_Data excerpts_.
* * * *

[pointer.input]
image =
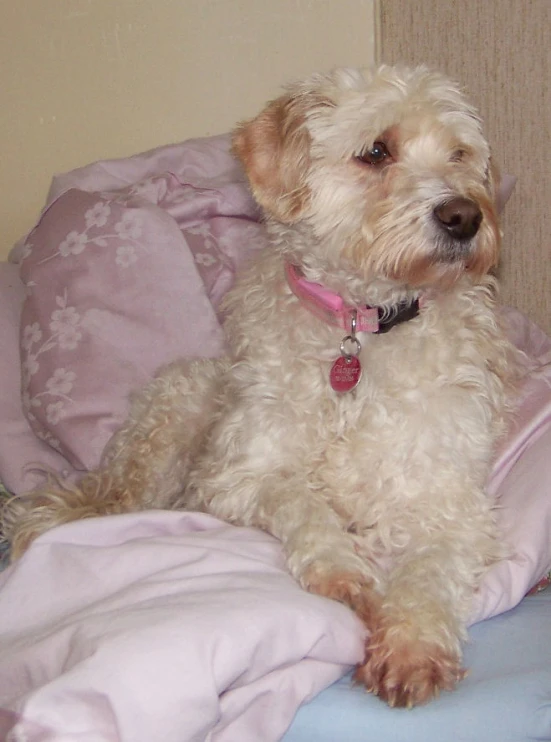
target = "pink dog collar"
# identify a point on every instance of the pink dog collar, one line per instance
(331, 308)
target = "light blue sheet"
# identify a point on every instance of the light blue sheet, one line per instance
(506, 696)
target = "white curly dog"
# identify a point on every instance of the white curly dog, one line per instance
(366, 381)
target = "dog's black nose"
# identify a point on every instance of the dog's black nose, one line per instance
(460, 217)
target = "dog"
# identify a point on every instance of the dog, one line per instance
(367, 380)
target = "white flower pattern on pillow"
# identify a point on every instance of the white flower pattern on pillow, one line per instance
(87, 265)
(65, 333)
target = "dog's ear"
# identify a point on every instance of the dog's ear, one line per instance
(274, 149)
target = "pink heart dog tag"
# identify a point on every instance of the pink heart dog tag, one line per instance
(345, 373)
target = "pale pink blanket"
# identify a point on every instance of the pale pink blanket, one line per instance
(172, 626)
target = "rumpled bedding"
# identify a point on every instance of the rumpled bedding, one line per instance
(175, 626)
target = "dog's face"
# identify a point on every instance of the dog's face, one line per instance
(383, 177)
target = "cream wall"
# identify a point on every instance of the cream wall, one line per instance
(82, 80)
(500, 50)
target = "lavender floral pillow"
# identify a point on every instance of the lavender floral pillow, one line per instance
(118, 283)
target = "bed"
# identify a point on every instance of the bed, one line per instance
(175, 626)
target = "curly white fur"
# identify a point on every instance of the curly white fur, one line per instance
(377, 494)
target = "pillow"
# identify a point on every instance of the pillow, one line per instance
(124, 272)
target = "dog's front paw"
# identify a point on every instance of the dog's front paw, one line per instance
(405, 672)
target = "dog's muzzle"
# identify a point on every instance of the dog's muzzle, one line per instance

* * * *

_Aim of the exercise_.
Above are the records; copy exactly the lines from the one with "# identify a point on every instance of the dog's black" through the final line.

_Task result_.
# identify a point on every instance of the dog's black nose, one line per instance
(460, 217)
target = "dog"
# identify a point on every instance of the dog, one line per instance
(367, 380)
target = "white flower pattern on pillow"
# identify a point on every instance of the white flower pattern on pillow, one line per instance
(87, 265)
(65, 333)
target = "dog's ear"
# identify a point on every instance of the dog's ear, one line per instance
(274, 149)
target = "pink heart dog tag"
# identify a point on every instance of the pink heart dog tag, one line per instance
(345, 373)
target = "pale pink blanket"
# identify a point on every instance of the pale pink blanket, one line per instance
(172, 626)
target = "rumpled bedding"
# identify a point on every instance of the rumpled bedding, one line per instance
(175, 626)
target = "dog's face"
# identify a point on every instance of the dog's face, one line per instance
(383, 177)
target = "cream wall"
# identify a point on every instance of the cream wall, one line per instance
(82, 80)
(500, 50)
target = "lavender floral pillow"
# identify a point on every instance of the lavender floral pillow, one line per instance
(118, 283)
target = "bed"
# identify a point on every instance of the bed, one line per instance
(175, 626)
target = "curly white fur"
# identify a point on every instance of the curly white fur, one line per instance
(377, 494)
target = "pillow"
# identify a point on every instance of the pillow, one line per instance
(124, 272)
target = "dog's front paw"
# identify a point on every instance of the dog's front paw, one line per instance
(405, 672)
target = "dog's muzzle"
# identify a point on every instance of the dog's muzzle, one line per instance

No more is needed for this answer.